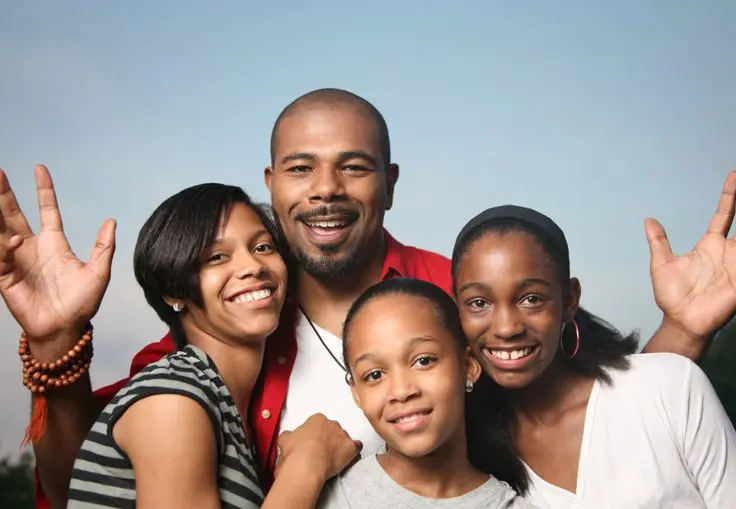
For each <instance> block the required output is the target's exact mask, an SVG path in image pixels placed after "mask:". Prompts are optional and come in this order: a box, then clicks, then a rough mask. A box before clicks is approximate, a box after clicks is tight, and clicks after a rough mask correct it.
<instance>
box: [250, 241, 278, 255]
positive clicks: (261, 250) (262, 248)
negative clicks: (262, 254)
mask: <svg viewBox="0 0 736 509" xmlns="http://www.w3.org/2000/svg"><path fill="white" fill-rule="evenodd" d="M274 249H275V248H274V246H273V244H271V243H269V242H262V243H260V244H258V245H257V246H256V248H255V252H256V253H258V254H268V253H272V252H273V250H274Z"/></svg>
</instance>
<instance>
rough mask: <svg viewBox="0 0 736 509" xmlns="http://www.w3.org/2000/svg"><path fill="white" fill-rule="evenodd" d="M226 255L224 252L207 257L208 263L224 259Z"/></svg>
mask: <svg viewBox="0 0 736 509" xmlns="http://www.w3.org/2000/svg"><path fill="white" fill-rule="evenodd" d="M225 258H226V256H225V255H224V254H222V253H217V254H213V255H212V256H210V257H209V258H208V259H207V263H219V262H222V261H224V260H225Z"/></svg>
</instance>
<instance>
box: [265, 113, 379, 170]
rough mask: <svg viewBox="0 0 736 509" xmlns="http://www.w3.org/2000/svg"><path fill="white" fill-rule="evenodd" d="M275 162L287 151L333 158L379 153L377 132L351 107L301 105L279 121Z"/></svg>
mask: <svg viewBox="0 0 736 509" xmlns="http://www.w3.org/2000/svg"><path fill="white" fill-rule="evenodd" d="M276 142H277V143H276V147H275V149H276V154H274V155H275V156H276V157H275V159H276V161H274V162H277V161H280V160H281V159H282V158H283V157H285V156H286V155H288V154H290V153H297V152H299V153H311V154H313V155H314V156H315V157H337V156H338V155H339V154H340V153H344V152H349V151H356V152H358V151H362V152H366V153H369V154H372V155H374V156H378V155H379V154H380V146H381V145H380V132H379V129H378V126H377V125H376V123H375V121H373V120H372V119H371V118H368V117H366V116H365V115H361V114H360V113H359V112H357V111H355V109H354V108H353V109H352V110H350V109H334V108H327V107H321V108H309V109H307V108H305V109H300V110H299V111H298V112H296V113H294V114H293V115H289V116H288V117H286V118H284V119H283V120H282V121H281V125H280V126H279V130H278V137H277V140H276Z"/></svg>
•••
Task instructions: Everything above from the line containing "positive clicks: (261, 250) (262, 248)" down to the line containing "box: [265, 113, 379, 170]" should be copied exactly, both end lines included, and nothing else.

Answer to the problem:
positive clicks: (261, 250) (262, 248)
negative clicks: (262, 254)
mask: <svg viewBox="0 0 736 509" xmlns="http://www.w3.org/2000/svg"><path fill="white" fill-rule="evenodd" d="M274 249H275V248H274V246H273V244H271V243H269V242H262V243H260V244H258V245H257V246H256V248H255V252H256V253H258V254H268V253H272V252H273V250H274Z"/></svg>
</instance>
<instance>
rough mask: <svg viewBox="0 0 736 509" xmlns="http://www.w3.org/2000/svg"><path fill="white" fill-rule="evenodd" d="M226 255L224 252L207 257L208 263L224 259Z"/></svg>
mask: <svg viewBox="0 0 736 509" xmlns="http://www.w3.org/2000/svg"><path fill="white" fill-rule="evenodd" d="M225 258H226V256H225V255H224V254H222V253H217V254H213V255H212V256H210V257H209V258H208V259H207V263H219V262H222V261H224V260H225Z"/></svg>
</instance>
<instance>
box: [265, 113, 379, 170]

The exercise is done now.